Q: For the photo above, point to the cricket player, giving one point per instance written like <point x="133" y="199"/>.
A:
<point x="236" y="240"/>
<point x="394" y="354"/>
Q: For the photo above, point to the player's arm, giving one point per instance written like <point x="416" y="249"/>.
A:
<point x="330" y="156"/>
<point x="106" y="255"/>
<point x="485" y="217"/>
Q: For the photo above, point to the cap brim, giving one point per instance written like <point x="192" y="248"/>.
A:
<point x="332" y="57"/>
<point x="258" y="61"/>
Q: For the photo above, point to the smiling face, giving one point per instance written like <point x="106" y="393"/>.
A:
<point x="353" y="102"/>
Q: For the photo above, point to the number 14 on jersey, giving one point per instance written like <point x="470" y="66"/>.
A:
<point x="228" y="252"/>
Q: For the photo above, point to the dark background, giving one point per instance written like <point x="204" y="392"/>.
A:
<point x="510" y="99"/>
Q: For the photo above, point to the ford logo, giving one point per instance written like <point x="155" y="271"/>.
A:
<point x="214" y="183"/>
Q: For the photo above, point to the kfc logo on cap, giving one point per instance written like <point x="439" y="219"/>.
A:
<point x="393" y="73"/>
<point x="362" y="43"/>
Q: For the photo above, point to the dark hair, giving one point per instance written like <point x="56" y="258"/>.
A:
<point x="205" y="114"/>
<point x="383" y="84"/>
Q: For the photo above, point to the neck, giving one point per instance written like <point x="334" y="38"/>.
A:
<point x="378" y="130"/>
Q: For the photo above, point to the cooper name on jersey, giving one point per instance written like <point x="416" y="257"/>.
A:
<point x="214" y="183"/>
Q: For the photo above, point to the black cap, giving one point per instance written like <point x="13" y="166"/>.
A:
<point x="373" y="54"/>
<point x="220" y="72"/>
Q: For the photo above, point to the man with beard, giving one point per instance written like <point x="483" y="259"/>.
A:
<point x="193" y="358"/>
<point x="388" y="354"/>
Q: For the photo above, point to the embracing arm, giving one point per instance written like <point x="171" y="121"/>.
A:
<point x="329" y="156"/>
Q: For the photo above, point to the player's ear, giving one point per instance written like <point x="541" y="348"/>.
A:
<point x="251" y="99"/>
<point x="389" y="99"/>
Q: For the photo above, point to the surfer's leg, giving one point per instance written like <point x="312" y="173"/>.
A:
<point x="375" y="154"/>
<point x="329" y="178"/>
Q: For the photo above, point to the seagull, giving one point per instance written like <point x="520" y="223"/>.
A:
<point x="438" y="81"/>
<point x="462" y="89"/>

» **Task description**: Give back exactly the lines from the line containing "Q: For the photo above, point to the black" to the end of the entries, and no other lines.

» **Solved exercise**:
Q: For the photo above, point to the black cap, giving one point per instance written like <point x="13" y="166"/>.
A:
<point x="373" y="54"/>
<point x="220" y="72"/>
Q: For the photo above, point to the man with beard, giving one point per instance written like <point x="483" y="259"/>.
A:
<point x="193" y="358"/>
<point x="388" y="354"/>
Q: For the photo above, point to the embracing arm, giving one point per instance written like <point x="171" y="121"/>.
A:
<point x="329" y="156"/>
Q: For the photo above, point to the player's ear, giving one point per instance written like <point x="541" y="348"/>.
A:
<point x="251" y="99"/>
<point x="389" y="99"/>
Q: For the photo above, point to the surfer's leg, giving one point per instance written like <point x="312" y="173"/>.
A:
<point x="375" y="154"/>
<point x="329" y="178"/>
Q: For the photo above, point to the seagull, giving one point per instance written like <point x="520" y="223"/>.
A:
<point x="438" y="81"/>
<point x="462" y="89"/>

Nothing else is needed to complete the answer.